*MATERIAL TO PROCESS*
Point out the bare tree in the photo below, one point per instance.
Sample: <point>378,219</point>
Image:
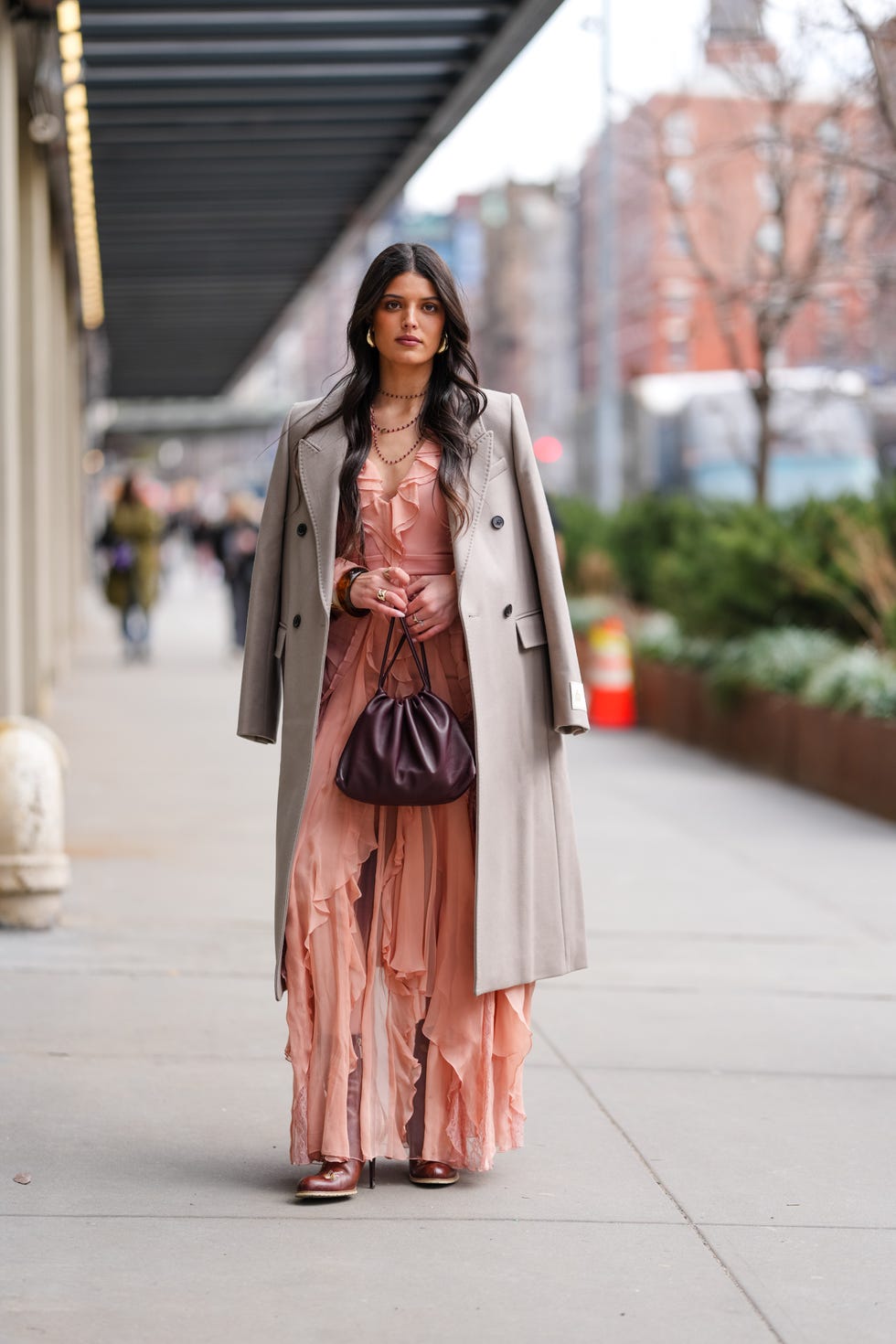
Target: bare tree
<point>880,77</point>
<point>761,261</point>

*SET PROBLEM*
Rewrite the records above with every "bare tree" changed to "leafless tree" and everything else kept the same. Leave out the pictures.

*THE RESULT*
Point out the leafless tree in the photo below, one point per instance.
Sample: <point>378,219</point>
Image:
Target: leafless tree
<point>880,77</point>
<point>761,261</point>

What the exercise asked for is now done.